[START OF GIVEN DATA]

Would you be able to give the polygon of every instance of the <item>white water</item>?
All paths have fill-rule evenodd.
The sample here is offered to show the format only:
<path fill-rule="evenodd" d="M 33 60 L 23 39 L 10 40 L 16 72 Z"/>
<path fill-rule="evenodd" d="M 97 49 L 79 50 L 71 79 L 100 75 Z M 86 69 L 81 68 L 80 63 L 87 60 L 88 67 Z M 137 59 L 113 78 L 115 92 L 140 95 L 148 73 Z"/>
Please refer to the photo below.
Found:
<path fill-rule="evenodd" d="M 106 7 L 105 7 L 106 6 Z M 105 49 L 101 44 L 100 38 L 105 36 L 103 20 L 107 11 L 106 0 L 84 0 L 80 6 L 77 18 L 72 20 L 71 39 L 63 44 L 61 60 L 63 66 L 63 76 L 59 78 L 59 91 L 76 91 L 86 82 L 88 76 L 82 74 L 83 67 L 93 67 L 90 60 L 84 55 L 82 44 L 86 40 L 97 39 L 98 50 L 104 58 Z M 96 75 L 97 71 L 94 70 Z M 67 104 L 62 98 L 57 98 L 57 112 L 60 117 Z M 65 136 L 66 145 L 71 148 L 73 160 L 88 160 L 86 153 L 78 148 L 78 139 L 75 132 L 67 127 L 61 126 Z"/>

[END OF GIVEN DATA]

WHAT IS ASKED »
Reproduce all of the lines above with "format" changed to "syntax", keeping everything else identical.

RESPONSE »
Would you be able to give the polygon of every instance of the <item>white water</item>?
All paths have fill-rule evenodd.
The sample here is offered to show the syntax only:
<path fill-rule="evenodd" d="M 33 60 L 23 39 L 10 40 L 16 72 Z"/>
<path fill-rule="evenodd" d="M 97 49 L 79 50 L 71 79 L 100 75 Z M 86 69 L 81 68 L 80 63 L 87 60 L 88 67 Z M 137 59 L 113 78 L 115 92 L 140 95 L 148 73 Z"/>
Please refer to the photo below.
Found:
<path fill-rule="evenodd" d="M 106 7 L 105 7 L 106 6 Z M 105 49 L 101 44 L 100 38 L 105 36 L 103 20 L 107 11 L 106 0 L 84 0 L 80 6 L 77 18 L 72 20 L 71 39 L 63 44 L 61 60 L 63 66 L 63 76 L 59 78 L 59 91 L 76 91 L 86 82 L 88 76 L 82 74 L 83 67 L 93 67 L 90 60 L 84 55 L 82 44 L 86 40 L 97 39 L 98 50 L 104 58 Z M 96 75 L 97 71 L 94 70 Z M 67 104 L 62 98 L 57 98 L 57 112 L 60 117 Z M 65 136 L 66 145 L 71 148 L 73 160 L 88 160 L 86 153 L 78 148 L 78 139 L 75 132 L 67 127 L 61 126 Z"/>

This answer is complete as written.